## [What you have to do]
Write out word for word the stretch of the passage on toddler discipline and fears from "NOTE: If there’s" through "got from Psycho.".

11. “I really mean it.”

12. “I’m not kidding.”

13. (SMACK).

NOTE: If there’s a real discipline emergency, such as your child has somehow gotten hold of an acetylene torch, you may have to start right in at Threat Number 8. But many two-year-olds also develop seemingly irrational fears. They get these from Mister Rogers. He tries to reassure his young viewers about standard childhood fears, but the children would never have thought of them if Mister Rogers hadn’t brought them up. My son and I once watched Mister Rogers sing this song in which he said over and over, in the most cheerful voice imaginable, that “You can never go down the drain.” By the time he finished, we were both very concerned about going down the drain. And this came at a time when I had just gotten over the fear of being stabbed to death in the shower, which I got from Psycho.

Recently, my son became convinced that a horse was coming into his bedroom at night to get him. The way to cope with this kind of fear is to allow the child to confront it openly. We took Robert to visit some real horses, so he could see for himself that they are nothing more than huge creatures with weird eyeballs and long teeth and hard feet that could stomp him to the consistency of grits in seconds. Aided by this kind of understanding and support from us, Robert eventually stopped imagining his horse, which was good because it was ruining the carpet.

## [Records]
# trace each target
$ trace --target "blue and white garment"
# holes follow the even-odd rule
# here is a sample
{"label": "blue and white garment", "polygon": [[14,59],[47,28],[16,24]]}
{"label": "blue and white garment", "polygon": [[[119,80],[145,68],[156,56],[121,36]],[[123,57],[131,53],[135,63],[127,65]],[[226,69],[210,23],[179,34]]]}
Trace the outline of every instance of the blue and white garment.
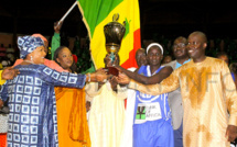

## [Exercise result]
NOTE: If there’s a real discipline emergency, such as your child has somehow gotten hold of an acetylene torch, you may have to start right in at Threat Number 8. But many two-year-olds also develop seemingly irrational fears. They get these from Mister Rogers. He tries to reassure his young viewers about standard childhood fears, but the children would never have thought of them if Mister Rogers hadn’t brought them up. My son and I once watched Mister Rogers sing this song in which he said over and over, in the most cheerful voice imaginable, that “You can never go down the drain.” By the time he finished, we were both very concerned about going down the drain. And this came at a time when I had just gotten over the fear of being stabbed to death in the shower, which I got from Psycho.